**Task details**
Print the listing below exactly, minus its pictures.

**Data extracts**

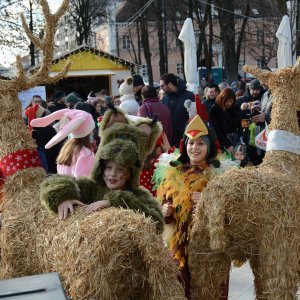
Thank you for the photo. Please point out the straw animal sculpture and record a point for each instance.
(112, 254)
(254, 213)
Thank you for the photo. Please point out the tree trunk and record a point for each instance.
(146, 46)
(227, 28)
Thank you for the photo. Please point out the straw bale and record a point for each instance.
(111, 254)
(254, 213)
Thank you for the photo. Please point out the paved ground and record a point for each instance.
(241, 284)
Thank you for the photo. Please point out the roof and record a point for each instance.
(115, 60)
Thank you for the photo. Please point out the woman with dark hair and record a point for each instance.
(225, 119)
(152, 107)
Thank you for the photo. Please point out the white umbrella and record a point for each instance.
(187, 36)
(284, 52)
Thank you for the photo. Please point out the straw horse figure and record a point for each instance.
(254, 213)
(112, 254)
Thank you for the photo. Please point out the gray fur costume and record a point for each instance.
(127, 144)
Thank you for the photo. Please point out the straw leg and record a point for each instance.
(254, 263)
(279, 268)
(209, 276)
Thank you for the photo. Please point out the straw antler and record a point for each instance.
(24, 81)
(262, 75)
(297, 65)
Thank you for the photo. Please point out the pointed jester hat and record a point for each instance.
(126, 142)
(198, 129)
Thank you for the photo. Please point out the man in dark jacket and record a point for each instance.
(138, 84)
(175, 95)
(254, 93)
(152, 107)
(58, 102)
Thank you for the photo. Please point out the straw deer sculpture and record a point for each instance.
(254, 213)
(111, 254)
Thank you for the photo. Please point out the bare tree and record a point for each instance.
(85, 15)
(231, 37)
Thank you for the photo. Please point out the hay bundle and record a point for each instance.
(254, 213)
(112, 254)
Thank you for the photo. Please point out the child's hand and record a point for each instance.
(166, 209)
(165, 145)
(97, 206)
(67, 206)
(195, 198)
(245, 106)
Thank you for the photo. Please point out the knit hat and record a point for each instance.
(126, 88)
(254, 84)
(137, 80)
(92, 98)
(76, 122)
(33, 112)
(58, 95)
(72, 98)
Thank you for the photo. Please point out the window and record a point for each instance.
(144, 70)
(260, 36)
(179, 68)
(125, 42)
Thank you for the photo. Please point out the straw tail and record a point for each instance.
(285, 87)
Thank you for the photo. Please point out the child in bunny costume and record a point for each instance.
(124, 144)
(76, 157)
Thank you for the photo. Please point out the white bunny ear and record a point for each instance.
(42, 122)
(63, 133)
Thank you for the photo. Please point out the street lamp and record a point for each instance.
(165, 35)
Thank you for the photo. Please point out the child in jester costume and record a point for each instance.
(179, 187)
(114, 179)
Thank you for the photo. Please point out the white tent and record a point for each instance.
(187, 36)
(284, 51)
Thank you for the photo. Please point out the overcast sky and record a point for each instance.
(7, 55)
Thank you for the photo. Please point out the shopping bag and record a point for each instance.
(262, 138)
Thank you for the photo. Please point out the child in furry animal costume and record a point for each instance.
(124, 145)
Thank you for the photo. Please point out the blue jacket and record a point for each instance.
(179, 114)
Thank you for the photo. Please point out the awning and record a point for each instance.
(80, 73)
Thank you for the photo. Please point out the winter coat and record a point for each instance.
(153, 107)
(129, 105)
(179, 114)
(224, 123)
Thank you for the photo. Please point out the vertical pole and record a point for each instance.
(165, 35)
(31, 46)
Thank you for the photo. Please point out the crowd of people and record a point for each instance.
(235, 115)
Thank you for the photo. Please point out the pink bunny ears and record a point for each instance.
(78, 122)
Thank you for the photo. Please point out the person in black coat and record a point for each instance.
(175, 96)
(226, 120)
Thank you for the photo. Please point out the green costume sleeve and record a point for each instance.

**Response**
Thank you for the photo. Please point out the straw animal sculpture and record a point for each instance.
(112, 254)
(254, 213)
Thank you for the photo. Please point out the tree trunk and record a point for each instance.
(146, 46)
(227, 28)
Thank you for the photo. Please point out the straw bale and record a point for each instance.
(111, 254)
(254, 213)
Thank you for the photo. Please point out the paved ground and record a point for each instance.
(241, 284)
Thank you for the photo. Please point out the roof and record a point for each instance.
(115, 60)
Thank you for the photo. Please point out the woman with dark hair and record a point for each instance.
(225, 119)
(152, 107)
Thank you for the photo. Please point out the white umbrella and record a point for each instance.
(187, 36)
(284, 52)
Thank you for the photo. Please point out the straw horse figure and record a point for each instance.
(254, 213)
(112, 254)
Thank you for the photo. Please point out the gray fur costume and record a point for each instance.
(127, 144)
Thank you for the photo. Please point out the straw leg and record a point for each instance.
(254, 263)
(279, 268)
(209, 276)
Thank you for the photo. Please point out the straw antler and record a point for each instance.
(24, 81)
(262, 75)
(297, 65)
Thank you for the photo. Please point out the pointed jester hat and record a point for each instance.
(126, 142)
(198, 129)
Thank you for the photo. Please point out the man in dark jacket and record a point for each instance.
(138, 84)
(175, 95)
(254, 93)
(152, 107)
(58, 102)
Thank you for the photo. Please point out the straw deer sculpture and record a point for each instance.
(254, 213)
(111, 254)
Thank you for the photo. Please point out the bare tree and record a point for each instance.
(85, 15)
(231, 37)
Thank you for the photo. Please point out the hay bundle and record a point for each instance.
(254, 213)
(112, 254)
Thank you for the photo. Please point out the child's hand and record a point for each instance.
(166, 209)
(165, 145)
(97, 206)
(67, 206)
(195, 198)
(245, 106)
Thank you for the photo. Please point out the knit hat and record a point for each instance.
(126, 88)
(254, 84)
(137, 80)
(92, 98)
(76, 122)
(33, 112)
(58, 95)
(72, 98)
Thank you for the photo. Please point out the window and record a point for each instance.
(144, 70)
(260, 36)
(179, 68)
(125, 42)
Thank you for the photo. Please point out the straw tail and record a point for each instance.
(285, 87)
Thank you for the photo. Please point out the child in bunny costume and record a point for each instance.
(124, 144)
(76, 157)
Thank you for the photo. Please point out the white bunny ear and record a point for each instance.
(42, 122)
(63, 133)
Thank you for the photo. Please point out the street lamp and record a point for each instance.
(165, 35)
Thank you for the photo. Please point out the child in jester costume and record a point for each instance.
(179, 187)
(114, 179)
Thank you for the photo. Please point out the white tent and record a point for each instance.
(187, 36)
(284, 51)
Thank you for the photo. Please point out the overcast sky and record a point for each instance.
(7, 55)
Thank you for the photo. Please point out the shopping bag and record a point for each instance.
(262, 138)
Thank you for the photo. Please point out the child in furry animal costume and record a point for each instance.
(124, 145)
Thank you for the photo. Please point out the blue jacket and record a point for each instance.
(179, 114)
Thank you for the photo. Please point out the awning and record a point for each instance.
(80, 73)
Thank you for the photo. Please point out the winter coat and record a point for each instance.
(153, 107)
(129, 105)
(179, 114)
(224, 123)
Thank you for the photo. Please point out the vertical pole and record a point for each instance.
(165, 35)
(31, 46)
Thank you for the photo. Please point out the crowd of people and record a point for each instance.
(235, 115)
Thank you for the photo. Please point out the pink bunny ears and record a point for each instance.
(78, 122)
Thank you for the photo. Please point out the person in black coat and record a point for each instance.
(175, 96)
(226, 120)
Thank you for the photo. Please point out the green costume sleeve and record a point for each instance.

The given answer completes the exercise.